What you will do ▸ Copy every row below verbatim, keeping each one exactly as it appears.

## Begin

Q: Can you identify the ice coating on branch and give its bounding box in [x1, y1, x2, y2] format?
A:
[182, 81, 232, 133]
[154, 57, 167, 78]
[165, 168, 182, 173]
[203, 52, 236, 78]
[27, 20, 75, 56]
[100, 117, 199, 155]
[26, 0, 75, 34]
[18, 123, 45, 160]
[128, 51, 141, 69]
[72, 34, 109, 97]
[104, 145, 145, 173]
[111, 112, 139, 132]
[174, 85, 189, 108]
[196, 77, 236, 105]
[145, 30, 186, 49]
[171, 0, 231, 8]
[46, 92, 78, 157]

## End

Response below ▸
Q: Can you identify the ice coating on branch and give its bounding box in [x1, y1, x2, y2] format?
A:
[182, 81, 232, 133]
[154, 57, 167, 78]
[165, 168, 182, 173]
[203, 52, 236, 78]
[27, 20, 75, 56]
[100, 117, 199, 155]
[26, 0, 75, 34]
[18, 123, 45, 160]
[128, 51, 141, 69]
[72, 34, 109, 97]
[104, 145, 145, 173]
[111, 112, 139, 132]
[174, 85, 189, 108]
[196, 77, 236, 105]
[145, 30, 186, 49]
[171, 0, 231, 8]
[46, 92, 78, 157]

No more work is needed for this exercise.